**OBJECTIVE**
Copy out every line from the one containing "Target: white door" down to the one containing "xmin=569 ymin=426 xmax=640 ymax=504", both included, without changing anything.
— START SUPPLIED ENTRIES —
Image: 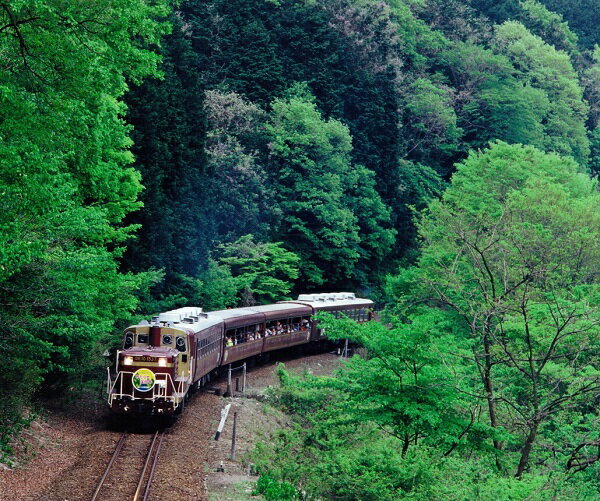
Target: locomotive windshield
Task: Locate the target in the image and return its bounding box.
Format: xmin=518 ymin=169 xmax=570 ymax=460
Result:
xmin=123 ymin=332 xmax=133 ymax=349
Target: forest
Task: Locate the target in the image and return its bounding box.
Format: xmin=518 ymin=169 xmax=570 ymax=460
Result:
xmin=0 ymin=0 xmax=600 ymax=500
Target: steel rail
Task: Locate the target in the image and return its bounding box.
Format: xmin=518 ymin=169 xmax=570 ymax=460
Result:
xmin=133 ymin=431 xmax=165 ymax=501
xmin=91 ymin=431 xmax=127 ymax=501
xmin=142 ymin=431 xmax=165 ymax=501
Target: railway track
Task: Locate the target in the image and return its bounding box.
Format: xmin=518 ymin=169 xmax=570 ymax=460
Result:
xmin=91 ymin=430 xmax=165 ymax=501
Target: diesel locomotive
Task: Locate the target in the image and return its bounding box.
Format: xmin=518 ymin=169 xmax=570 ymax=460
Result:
xmin=107 ymin=292 xmax=373 ymax=416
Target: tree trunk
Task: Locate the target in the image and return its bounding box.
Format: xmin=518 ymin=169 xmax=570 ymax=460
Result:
xmin=515 ymin=421 xmax=539 ymax=478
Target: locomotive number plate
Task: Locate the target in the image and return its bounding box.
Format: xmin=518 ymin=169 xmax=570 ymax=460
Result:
xmin=133 ymin=355 xmax=157 ymax=362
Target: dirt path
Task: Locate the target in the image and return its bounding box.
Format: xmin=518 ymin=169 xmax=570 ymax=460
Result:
xmin=0 ymin=354 xmax=339 ymax=501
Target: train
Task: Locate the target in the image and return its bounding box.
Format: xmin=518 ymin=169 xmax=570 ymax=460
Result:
xmin=107 ymin=292 xmax=374 ymax=416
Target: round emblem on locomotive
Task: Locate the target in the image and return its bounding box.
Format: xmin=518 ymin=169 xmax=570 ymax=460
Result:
xmin=131 ymin=369 xmax=156 ymax=391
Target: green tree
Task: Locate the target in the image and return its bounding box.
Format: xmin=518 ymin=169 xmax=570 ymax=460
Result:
xmin=267 ymin=89 xmax=393 ymax=285
xmin=418 ymin=143 xmax=600 ymax=477
xmin=219 ymin=235 xmax=300 ymax=304
xmin=0 ymin=0 xmax=168 ymax=435
xmin=494 ymin=21 xmax=590 ymax=165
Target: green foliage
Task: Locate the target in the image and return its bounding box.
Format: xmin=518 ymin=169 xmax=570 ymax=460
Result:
xmin=0 ymin=0 xmax=168 ymax=435
xmin=219 ymin=235 xmax=300 ymax=303
xmin=494 ymin=21 xmax=589 ymax=164
xmin=253 ymin=474 xmax=299 ymax=501
xmin=253 ymin=142 xmax=600 ymax=500
xmin=267 ymin=90 xmax=393 ymax=284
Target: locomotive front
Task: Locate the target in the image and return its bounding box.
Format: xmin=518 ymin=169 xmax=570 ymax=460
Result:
xmin=108 ymin=315 xmax=192 ymax=415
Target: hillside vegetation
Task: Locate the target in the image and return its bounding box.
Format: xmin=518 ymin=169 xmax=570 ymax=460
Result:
xmin=0 ymin=0 xmax=600 ymax=492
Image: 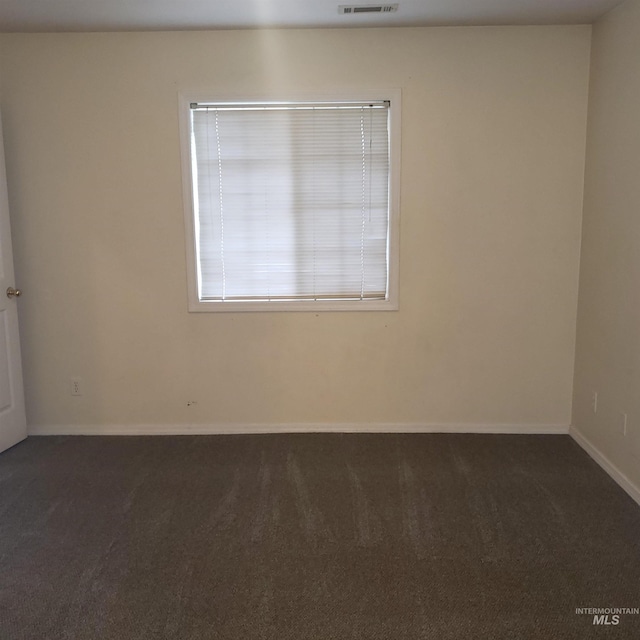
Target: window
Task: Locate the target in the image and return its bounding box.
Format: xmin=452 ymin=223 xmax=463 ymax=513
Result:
xmin=181 ymin=93 xmax=399 ymax=311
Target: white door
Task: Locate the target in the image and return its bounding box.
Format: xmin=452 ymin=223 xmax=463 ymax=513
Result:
xmin=0 ymin=116 xmax=27 ymax=451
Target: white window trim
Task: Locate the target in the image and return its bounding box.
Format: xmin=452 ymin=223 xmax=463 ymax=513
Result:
xmin=178 ymin=88 xmax=402 ymax=313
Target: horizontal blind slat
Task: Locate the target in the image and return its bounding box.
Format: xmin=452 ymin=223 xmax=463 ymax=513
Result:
xmin=192 ymin=101 xmax=389 ymax=300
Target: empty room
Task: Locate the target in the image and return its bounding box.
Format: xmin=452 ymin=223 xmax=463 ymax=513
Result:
xmin=0 ymin=0 xmax=640 ymax=640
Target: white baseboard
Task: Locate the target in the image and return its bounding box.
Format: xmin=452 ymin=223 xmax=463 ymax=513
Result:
xmin=28 ymin=422 xmax=569 ymax=436
xmin=569 ymin=426 xmax=640 ymax=504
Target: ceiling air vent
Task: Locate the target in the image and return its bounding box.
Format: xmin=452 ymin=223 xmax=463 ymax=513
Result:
xmin=338 ymin=3 xmax=398 ymax=13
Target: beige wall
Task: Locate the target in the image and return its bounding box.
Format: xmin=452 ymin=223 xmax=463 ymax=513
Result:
xmin=573 ymin=0 xmax=640 ymax=488
xmin=0 ymin=27 xmax=590 ymax=430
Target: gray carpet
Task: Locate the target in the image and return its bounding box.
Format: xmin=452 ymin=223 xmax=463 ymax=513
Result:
xmin=0 ymin=434 xmax=640 ymax=640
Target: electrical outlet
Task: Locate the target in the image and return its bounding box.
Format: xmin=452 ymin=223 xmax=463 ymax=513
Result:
xmin=71 ymin=378 xmax=82 ymax=396
xmin=620 ymin=412 xmax=627 ymax=437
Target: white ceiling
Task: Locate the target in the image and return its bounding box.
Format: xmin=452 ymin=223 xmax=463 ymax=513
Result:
xmin=0 ymin=0 xmax=621 ymax=32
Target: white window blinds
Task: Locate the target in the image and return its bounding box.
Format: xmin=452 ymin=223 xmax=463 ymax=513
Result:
xmin=191 ymin=101 xmax=389 ymax=301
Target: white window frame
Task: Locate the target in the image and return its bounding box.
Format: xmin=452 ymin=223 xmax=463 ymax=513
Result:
xmin=178 ymin=89 xmax=401 ymax=312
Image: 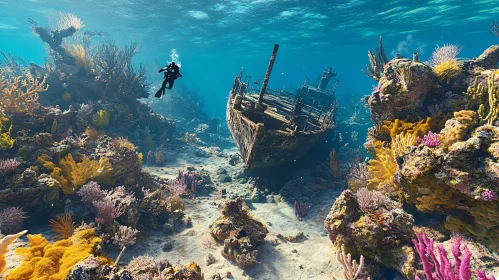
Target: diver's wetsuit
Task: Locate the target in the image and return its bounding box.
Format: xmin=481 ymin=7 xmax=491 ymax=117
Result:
xmin=154 ymin=62 xmax=182 ymax=97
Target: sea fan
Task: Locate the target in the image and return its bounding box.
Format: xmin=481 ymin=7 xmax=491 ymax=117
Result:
xmin=49 ymin=213 xmax=76 ymax=239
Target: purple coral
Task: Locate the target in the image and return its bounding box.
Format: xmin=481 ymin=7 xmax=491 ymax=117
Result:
xmin=78 ymin=181 xmax=107 ymax=204
xmin=412 ymin=234 xmax=471 ymax=280
xmin=94 ymin=200 xmax=125 ymax=225
xmin=480 ymin=189 xmax=498 ymax=201
xmin=0 ymin=159 xmax=21 ymax=175
xmin=476 ymin=270 xmax=496 ymax=280
xmin=0 ymin=207 xmax=27 ymax=234
xmin=416 ymin=131 xmax=440 ymax=148
xmin=356 ymin=187 xmax=388 ymax=213
xmin=176 ymin=170 xmax=199 ymax=193
xmin=295 ymin=200 xmax=310 ymax=221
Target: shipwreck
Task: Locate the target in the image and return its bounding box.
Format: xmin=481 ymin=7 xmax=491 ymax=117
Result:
xmin=226 ymin=44 xmax=339 ymax=169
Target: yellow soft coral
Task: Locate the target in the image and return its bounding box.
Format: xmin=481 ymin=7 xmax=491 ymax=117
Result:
xmin=0 ymin=123 xmax=15 ymax=150
xmin=377 ymin=117 xmax=435 ymax=139
xmin=367 ymin=140 xmax=397 ymax=192
xmin=0 ymin=230 xmax=28 ymax=273
xmin=465 ymin=71 xmax=499 ymax=125
xmin=0 ymin=70 xmax=48 ymax=115
xmin=392 ymin=133 xmax=416 ymax=157
xmin=38 ymin=154 xmax=113 ymax=194
xmin=92 ymin=110 xmax=109 ymax=127
xmin=433 ymin=59 xmax=462 ymax=83
xmin=5 ymin=229 xmax=109 ymax=280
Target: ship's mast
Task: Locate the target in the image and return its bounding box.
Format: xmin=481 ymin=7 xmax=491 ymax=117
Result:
xmin=258 ymin=44 xmax=279 ymax=103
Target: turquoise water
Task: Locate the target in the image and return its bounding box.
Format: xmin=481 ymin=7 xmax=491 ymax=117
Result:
xmin=0 ymin=0 xmax=499 ymax=117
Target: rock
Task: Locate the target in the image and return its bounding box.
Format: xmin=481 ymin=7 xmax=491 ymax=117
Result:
xmin=66 ymin=256 xmax=104 ymax=280
xmin=163 ymin=240 xmax=173 ymax=252
xmin=217 ymin=174 xmax=232 ymax=183
xmin=210 ymin=198 xmax=269 ymax=269
xmin=324 ymin=190 xmax=417 ymax=279
xmin=204 ymin=254 xmax=217 ymax=266
xmin=368 ymin=58 xmax=443 ymax=122
xmin=250 ymin=188 xmax=265 ymax=203
xmin=216 ymin=167 xmax=227 ymax=175
xmin=284 ymin=231 xmax=306 ymax=243
xmin=209 ymin=273 xmax=222 ymax=280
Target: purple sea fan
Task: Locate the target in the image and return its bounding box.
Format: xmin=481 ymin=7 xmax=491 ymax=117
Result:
— END SUPPLIED ENTRIES —
**TASK SOLUTION**
Target: white door
Task: Locate the target in the image and return its bounding box.
Format: xmin=452 ymin=223 xmax=463 ymax=513
Result:
xmin=0 ymin=116 xmax=27 ymax=451
Target: white window trim
Task: Locate the target in the image and return its bounding box.
Format: xmin=452 ymin=223 xmax=463 ymax=513
Result:
xmin=178 ymin=88 xmax=402 ymax=313
Target: horizontal blind slat
Task: Locate the target in the image and return its bounding box.
Format: xmin=452 ymin=223 xmax=463 ymax=513
Result:
xmin=192 ymin=101 xmax=389 ymax=300
Target: empty room
Task: Locate the target in the image and return its bounding box.
Format: xmin=452 ymin=223 xmax=463 ymax=513
Result:
xmin=0 ymin=0 xmax=640 ymax=640
Target: white baseboard
Task: Locate the target in the image and return its bounding box.
Format: xmin=452 ymin=223 xmax=463 ymax=513
Result:
xmin=28 ymin=422 xmax=569 ymax=436
xmin=569 ymin=426 xmax=640 ymax=504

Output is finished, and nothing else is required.